■ REQUISITOS DO PROBLEMA:
No excerto sobre os estudantes-trabalhadores, que fator é apontado pelo presidente da Federação Académica de Lisboa como um dos principais fatores de pressão financeira?

Para as federações académicas, este aumento está diretamente relacionado com os custos associados à frequência do ensino superior. Pedro Neto Monteiro, presidente da Federação Académica de Lisboa (FAL), destaca que muitos dos estudantes que trabalham são deslocados – um grupo que representa cerca de 30% do total. “Os custos do ensino superior não têm vindo a descer, o que obriga muitos alunos a trabalhar para suportar despesas que as famílias não conseguem cobrir”, sublinha, apontando os elevados preços do alojamento como um dos principais fatores de pressão financeira.

As federações têm vindo a defender a criação de uma regulamentação nacional que assegure direitos iguais a todos os estudantes-trabalhadores, independentemente da instituição que frequentam. Francisco Porto Fernandes, presidente da Federação Académica do Porto (FAP), alerta que Portugal acompanha a média da OCDE no número de estudantes que trabalham, “mas não pelos melhores motivos, e sim devido a carência socioeconómica”. Esta realidade, afirma, compromete muitas vezes o sucesso académico.

■ DADOS FORNECIDOS:
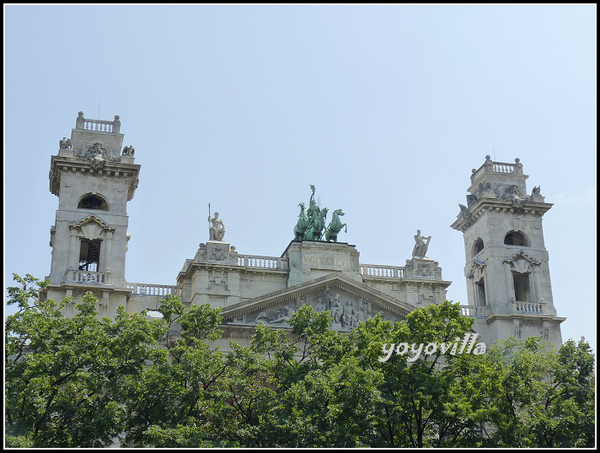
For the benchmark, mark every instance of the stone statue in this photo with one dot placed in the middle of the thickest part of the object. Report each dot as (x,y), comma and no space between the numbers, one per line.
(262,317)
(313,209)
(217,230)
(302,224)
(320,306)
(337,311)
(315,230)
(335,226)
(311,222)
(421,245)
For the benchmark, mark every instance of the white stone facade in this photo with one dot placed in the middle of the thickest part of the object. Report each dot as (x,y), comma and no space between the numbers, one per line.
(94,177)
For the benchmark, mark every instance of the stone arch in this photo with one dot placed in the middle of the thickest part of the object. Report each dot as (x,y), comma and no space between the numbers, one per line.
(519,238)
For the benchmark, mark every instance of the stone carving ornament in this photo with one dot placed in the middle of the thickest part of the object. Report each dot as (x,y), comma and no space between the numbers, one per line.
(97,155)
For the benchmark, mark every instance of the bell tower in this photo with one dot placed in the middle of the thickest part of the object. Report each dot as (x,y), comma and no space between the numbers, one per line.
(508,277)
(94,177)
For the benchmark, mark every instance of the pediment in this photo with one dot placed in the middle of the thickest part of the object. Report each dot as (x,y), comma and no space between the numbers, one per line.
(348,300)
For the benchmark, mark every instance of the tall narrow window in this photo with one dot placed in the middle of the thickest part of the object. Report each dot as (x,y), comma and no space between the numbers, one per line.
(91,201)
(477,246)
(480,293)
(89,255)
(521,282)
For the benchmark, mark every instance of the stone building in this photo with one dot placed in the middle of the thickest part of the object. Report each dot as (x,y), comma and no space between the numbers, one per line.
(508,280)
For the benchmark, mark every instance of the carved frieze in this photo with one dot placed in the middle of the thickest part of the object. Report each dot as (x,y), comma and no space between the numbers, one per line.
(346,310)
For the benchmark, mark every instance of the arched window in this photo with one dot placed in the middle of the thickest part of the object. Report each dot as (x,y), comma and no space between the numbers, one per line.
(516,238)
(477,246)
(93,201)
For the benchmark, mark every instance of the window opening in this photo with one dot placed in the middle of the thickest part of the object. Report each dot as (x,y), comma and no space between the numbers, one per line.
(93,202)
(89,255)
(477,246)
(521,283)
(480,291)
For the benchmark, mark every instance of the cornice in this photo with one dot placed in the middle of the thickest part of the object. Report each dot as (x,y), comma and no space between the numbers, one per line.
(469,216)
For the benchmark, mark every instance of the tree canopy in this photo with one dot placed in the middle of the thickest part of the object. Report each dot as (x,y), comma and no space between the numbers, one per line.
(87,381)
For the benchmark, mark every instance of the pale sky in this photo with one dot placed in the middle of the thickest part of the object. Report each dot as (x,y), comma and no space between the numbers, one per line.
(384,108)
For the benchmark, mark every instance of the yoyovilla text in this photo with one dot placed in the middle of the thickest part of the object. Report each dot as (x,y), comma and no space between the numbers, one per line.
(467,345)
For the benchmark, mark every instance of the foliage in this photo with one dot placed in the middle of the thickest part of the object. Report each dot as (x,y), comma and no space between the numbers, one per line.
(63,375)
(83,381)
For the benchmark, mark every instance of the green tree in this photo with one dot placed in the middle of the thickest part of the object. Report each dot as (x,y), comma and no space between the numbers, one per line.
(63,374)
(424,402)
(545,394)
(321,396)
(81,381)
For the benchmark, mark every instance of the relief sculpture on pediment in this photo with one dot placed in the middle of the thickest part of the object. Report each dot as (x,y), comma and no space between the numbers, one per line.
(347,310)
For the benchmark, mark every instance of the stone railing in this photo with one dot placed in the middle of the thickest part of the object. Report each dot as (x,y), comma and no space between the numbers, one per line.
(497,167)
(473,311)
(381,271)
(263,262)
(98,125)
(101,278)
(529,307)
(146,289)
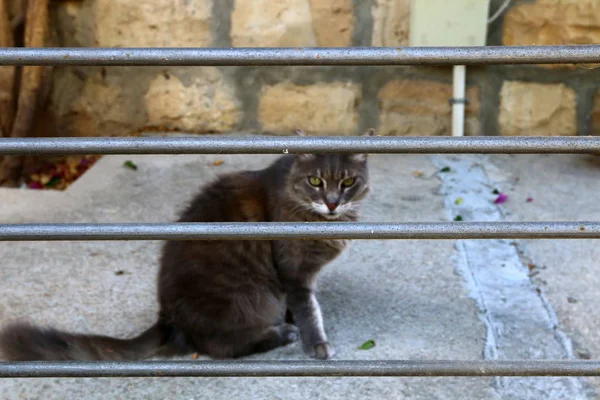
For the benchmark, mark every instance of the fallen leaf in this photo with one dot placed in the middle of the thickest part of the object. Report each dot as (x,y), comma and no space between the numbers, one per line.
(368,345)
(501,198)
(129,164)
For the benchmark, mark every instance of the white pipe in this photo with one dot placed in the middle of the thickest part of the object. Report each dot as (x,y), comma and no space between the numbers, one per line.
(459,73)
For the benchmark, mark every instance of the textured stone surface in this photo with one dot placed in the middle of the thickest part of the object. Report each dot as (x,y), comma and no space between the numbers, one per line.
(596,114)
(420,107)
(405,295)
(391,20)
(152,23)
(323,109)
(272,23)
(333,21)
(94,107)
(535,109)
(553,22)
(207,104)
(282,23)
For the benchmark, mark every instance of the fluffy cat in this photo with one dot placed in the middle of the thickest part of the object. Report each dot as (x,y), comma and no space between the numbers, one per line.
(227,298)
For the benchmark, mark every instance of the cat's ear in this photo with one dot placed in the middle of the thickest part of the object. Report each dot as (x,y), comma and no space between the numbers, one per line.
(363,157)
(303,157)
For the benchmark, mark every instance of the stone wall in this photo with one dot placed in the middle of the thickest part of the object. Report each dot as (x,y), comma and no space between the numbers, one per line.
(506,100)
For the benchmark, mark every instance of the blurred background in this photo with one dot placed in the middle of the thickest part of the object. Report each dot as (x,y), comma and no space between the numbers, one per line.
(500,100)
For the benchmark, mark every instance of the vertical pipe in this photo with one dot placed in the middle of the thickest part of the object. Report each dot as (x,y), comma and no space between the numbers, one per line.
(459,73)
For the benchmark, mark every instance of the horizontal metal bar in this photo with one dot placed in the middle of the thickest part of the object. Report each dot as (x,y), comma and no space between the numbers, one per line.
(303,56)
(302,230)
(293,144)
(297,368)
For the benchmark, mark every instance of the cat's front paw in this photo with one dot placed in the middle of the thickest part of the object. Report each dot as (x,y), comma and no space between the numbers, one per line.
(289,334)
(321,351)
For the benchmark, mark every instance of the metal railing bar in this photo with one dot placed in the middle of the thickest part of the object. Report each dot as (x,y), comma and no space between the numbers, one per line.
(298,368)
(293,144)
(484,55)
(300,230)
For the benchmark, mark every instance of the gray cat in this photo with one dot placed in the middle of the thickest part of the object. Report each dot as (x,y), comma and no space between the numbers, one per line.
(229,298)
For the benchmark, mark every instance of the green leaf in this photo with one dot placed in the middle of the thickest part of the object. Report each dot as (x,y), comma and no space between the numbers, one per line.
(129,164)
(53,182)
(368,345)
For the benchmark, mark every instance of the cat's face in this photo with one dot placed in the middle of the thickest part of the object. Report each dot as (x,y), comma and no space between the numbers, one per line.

■ RESPOSTA À TAREFA:
Os elevados preços do alojamento.